→ **Task brief**:
Reproduce the lines of the listing below without any changes, covering the stretch from its first line through the line that contains "653, 281, 1200, 470".
**** Recorded data ****
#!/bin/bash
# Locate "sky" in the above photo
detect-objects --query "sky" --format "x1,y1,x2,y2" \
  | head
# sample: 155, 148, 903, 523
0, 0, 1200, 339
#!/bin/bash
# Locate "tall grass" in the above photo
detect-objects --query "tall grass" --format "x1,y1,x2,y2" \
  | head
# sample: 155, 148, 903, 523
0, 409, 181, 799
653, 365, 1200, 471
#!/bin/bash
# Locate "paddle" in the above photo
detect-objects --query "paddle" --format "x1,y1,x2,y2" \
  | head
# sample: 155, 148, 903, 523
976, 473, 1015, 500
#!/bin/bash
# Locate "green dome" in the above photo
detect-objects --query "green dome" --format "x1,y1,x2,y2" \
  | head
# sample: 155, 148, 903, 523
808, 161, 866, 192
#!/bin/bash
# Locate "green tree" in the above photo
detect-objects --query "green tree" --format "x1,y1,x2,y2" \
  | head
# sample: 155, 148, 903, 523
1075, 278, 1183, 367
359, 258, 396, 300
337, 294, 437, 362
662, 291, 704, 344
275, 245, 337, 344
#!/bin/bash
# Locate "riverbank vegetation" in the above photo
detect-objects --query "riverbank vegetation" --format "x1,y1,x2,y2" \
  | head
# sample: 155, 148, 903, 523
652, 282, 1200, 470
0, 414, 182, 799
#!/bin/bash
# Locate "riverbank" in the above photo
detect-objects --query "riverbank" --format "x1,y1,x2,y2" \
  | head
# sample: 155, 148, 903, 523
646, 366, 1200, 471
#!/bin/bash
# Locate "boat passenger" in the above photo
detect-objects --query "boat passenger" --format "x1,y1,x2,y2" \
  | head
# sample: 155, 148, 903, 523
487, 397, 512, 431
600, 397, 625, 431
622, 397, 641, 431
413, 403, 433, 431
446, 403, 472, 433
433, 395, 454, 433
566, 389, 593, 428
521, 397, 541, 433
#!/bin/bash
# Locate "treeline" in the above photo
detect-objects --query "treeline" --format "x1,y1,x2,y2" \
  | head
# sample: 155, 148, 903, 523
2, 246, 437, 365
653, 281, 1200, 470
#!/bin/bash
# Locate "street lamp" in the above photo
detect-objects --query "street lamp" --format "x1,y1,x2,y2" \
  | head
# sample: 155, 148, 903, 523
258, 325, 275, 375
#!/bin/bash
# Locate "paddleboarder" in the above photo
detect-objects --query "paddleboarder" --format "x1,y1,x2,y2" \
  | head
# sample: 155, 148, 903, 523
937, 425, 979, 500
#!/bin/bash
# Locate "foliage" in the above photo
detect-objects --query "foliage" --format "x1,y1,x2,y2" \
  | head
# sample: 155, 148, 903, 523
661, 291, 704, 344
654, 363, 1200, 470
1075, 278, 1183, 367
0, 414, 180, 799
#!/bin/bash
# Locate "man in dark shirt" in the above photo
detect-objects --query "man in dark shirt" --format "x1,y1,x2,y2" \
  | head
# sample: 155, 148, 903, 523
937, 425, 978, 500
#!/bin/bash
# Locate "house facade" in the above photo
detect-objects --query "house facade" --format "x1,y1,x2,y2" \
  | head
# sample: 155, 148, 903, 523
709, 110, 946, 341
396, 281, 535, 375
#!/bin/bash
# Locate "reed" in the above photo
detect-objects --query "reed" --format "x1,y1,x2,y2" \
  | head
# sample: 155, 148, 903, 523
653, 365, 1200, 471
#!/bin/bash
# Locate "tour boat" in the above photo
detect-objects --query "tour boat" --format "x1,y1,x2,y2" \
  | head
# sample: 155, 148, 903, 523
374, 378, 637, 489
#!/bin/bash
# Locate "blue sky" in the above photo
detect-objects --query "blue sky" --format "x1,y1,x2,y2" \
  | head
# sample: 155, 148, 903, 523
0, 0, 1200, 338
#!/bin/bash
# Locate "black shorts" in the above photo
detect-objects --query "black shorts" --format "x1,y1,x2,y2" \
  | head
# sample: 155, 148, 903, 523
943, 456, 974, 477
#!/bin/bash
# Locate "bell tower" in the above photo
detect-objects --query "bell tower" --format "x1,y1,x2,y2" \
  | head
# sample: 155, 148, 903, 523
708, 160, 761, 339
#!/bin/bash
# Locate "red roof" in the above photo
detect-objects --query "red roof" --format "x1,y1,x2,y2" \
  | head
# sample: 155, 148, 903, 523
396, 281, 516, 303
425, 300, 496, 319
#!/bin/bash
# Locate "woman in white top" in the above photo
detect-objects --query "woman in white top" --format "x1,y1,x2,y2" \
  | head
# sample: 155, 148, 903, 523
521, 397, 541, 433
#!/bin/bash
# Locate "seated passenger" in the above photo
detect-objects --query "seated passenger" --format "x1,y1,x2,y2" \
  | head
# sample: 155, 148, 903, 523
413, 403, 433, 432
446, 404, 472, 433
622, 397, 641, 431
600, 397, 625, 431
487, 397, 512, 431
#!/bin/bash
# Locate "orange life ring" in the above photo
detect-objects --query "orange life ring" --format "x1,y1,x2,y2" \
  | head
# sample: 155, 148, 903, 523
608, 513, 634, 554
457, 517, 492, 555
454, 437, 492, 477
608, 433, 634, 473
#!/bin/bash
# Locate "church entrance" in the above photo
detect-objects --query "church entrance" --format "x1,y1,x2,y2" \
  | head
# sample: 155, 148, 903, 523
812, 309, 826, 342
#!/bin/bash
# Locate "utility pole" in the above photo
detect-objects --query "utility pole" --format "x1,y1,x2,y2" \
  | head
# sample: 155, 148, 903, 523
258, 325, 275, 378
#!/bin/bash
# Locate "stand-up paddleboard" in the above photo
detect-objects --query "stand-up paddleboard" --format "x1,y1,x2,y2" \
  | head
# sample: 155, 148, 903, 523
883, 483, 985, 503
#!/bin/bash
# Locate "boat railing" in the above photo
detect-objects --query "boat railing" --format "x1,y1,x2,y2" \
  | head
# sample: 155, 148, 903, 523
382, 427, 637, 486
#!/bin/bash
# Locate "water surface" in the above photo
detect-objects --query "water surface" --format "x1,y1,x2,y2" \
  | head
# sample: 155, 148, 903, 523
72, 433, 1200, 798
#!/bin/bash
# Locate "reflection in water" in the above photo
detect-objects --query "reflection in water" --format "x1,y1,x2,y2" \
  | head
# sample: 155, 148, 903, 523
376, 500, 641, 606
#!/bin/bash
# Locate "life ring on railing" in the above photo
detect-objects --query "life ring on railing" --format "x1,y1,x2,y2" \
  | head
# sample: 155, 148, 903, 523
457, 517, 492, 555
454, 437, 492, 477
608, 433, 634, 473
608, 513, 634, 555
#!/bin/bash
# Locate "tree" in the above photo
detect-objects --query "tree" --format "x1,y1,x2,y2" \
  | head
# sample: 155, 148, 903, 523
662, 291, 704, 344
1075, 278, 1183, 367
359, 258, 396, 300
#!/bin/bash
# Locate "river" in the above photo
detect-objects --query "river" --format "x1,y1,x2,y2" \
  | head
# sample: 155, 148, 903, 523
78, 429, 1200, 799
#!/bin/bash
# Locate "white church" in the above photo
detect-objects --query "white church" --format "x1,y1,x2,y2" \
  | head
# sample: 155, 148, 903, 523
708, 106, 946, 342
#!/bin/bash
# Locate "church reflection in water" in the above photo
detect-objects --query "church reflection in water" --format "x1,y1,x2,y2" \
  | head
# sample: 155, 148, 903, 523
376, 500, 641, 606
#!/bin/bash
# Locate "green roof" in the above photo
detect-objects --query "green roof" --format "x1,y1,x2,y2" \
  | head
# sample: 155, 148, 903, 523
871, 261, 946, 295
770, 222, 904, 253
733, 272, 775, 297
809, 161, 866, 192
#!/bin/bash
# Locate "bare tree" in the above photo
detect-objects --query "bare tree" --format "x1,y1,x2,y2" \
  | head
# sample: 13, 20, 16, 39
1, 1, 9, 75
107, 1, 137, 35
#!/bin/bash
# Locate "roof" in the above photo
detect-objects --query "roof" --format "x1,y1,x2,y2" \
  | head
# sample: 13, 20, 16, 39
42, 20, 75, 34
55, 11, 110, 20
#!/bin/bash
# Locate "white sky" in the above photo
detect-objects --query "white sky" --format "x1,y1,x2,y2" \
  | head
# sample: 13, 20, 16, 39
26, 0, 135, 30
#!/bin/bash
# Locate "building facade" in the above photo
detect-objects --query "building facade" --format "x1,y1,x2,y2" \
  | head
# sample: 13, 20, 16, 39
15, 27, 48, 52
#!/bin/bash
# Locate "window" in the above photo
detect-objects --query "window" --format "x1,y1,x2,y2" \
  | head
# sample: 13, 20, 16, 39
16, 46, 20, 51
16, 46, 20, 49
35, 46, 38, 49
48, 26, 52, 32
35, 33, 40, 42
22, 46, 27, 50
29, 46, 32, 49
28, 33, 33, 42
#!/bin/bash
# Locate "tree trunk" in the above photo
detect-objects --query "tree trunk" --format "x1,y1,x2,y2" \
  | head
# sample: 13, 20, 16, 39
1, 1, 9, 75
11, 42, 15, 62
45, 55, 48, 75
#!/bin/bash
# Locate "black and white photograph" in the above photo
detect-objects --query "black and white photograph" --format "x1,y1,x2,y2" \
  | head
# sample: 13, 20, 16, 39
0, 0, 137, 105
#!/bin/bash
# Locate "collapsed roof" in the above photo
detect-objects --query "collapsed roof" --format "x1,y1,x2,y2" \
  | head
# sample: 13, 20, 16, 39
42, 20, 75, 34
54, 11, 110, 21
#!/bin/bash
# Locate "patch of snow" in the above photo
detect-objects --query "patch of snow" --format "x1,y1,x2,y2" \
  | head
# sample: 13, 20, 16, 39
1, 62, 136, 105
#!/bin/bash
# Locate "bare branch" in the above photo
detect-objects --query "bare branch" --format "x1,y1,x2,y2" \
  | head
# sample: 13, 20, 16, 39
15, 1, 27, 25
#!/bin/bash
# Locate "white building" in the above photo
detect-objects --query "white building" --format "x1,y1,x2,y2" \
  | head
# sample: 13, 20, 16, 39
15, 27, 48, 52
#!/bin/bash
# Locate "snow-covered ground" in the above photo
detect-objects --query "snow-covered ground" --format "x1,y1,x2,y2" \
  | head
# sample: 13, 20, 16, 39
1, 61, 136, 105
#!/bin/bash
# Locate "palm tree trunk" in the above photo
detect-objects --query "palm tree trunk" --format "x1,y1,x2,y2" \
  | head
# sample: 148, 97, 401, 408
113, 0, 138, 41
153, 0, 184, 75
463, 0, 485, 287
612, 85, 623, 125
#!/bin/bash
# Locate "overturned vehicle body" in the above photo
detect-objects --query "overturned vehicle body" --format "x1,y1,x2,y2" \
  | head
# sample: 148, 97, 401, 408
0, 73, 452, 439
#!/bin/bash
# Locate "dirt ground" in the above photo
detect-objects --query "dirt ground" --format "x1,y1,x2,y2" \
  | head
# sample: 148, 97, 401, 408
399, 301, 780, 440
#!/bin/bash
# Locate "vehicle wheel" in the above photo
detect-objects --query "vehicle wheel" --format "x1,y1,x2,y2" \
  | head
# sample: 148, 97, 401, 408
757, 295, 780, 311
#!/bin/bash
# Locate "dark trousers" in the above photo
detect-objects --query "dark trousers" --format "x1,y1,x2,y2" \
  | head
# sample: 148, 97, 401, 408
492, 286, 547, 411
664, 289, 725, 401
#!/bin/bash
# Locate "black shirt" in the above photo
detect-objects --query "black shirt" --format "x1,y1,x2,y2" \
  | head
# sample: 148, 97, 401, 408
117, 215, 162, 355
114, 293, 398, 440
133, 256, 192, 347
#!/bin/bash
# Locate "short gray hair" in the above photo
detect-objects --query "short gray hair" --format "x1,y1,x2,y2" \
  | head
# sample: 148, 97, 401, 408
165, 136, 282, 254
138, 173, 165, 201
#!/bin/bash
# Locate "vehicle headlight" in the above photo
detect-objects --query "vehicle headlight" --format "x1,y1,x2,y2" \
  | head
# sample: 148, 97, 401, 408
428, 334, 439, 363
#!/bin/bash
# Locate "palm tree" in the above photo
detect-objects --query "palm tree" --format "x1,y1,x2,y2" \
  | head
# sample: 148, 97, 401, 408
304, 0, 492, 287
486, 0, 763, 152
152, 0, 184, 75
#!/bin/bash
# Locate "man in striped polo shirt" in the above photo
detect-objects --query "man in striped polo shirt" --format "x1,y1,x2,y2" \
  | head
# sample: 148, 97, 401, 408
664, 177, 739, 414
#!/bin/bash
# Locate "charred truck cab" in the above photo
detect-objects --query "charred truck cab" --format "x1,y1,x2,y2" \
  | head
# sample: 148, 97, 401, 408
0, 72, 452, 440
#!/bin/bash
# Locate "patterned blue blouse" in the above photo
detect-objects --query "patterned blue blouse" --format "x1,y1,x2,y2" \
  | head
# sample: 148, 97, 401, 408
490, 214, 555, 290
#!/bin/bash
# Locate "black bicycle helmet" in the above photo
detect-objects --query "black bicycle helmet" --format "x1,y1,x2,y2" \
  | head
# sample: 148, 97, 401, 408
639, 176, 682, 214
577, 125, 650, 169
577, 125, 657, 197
****
→ **Exercise result**:
#!/bin/bash
# Locate "sky" in the above photo
detect-objects --query "sky" --format "x1,y1,x2,y2" \
  | head
# sample: 155, 148, 903, 523
0, 0, 1200, 339
#!/bin/bash
# Locate "tall grass" in the above photo
detect-objects --query "tall grass" --format "x1,y1,x2,y2" \
  | head
# sample: 155, 148, 903, 523
0, 409, 181, 799
653, 365, 1200, 471
#!/bin/bash
# Locate "paddle" in the above photo
detect-objects --query "paddle" --format "x1,y1,x2,y2" \
  | head
# sample: 155, 148, 903, 523
976, 473, 1015, 500
#!/bin/bash
# Locate "green dome" in the above photo
detect-objects --query "green dome" --format "x1,y1,x2,y2" \
  | head
# sample: 155, 148, 903, 523
808, 161, 866, 192
#!/bin/bash
# Locate "green tree" in the above photo
detect-objects --query "green tree" --format "x1,y1,x2,y2" \
  | head
# sample: 155, 148, 903, 523
1075, 278, 1183, 367
359, 258, 396, 300
337, 294, 437, 362
662, 291, 704, 344
275, 245, 337, 344
#!/bin/bash
# Locate "riverbank vegetation" in the above photo
detect-objects --query "riverbank vegetation" --format "x1,y1,x2,y2" \
  | head
# sample: 155, 148, 903, 523
652, 282, 1200, 470
0, 414, 182, 799
#!/bin/bash
# Locate "riverbank" in the above photo
detect-objects --query "riverbank" --format "x1,y1,x2,y2" \
  | head
# sample: 155, 148, 903, 523
646, 366, 1200, 471
#!/bin/bash
# Locate "boat passenger" in the above photo
detect-objects --query "boat passenger" --format "x1,y1,x2,y2" \
  | head
# sample: 155, 148, 903, 523
487, 397, 512, 431
600, 397, 625, 431
622, 397, 641, 431
413, 403, 433, 431
446, 403, 472, 433
433, 395, 454, 433
566, 389, 593, 428
521, 397, 541, 433
#!/bin/bash
# Locate "treeline" in the above photo
detect-objects --query "treeline" --format "x1,y1,x2,y2" \
  | head
# sample: 155, 148, 903, 523
2, 246, 437, 365
653, 281, 1200, 470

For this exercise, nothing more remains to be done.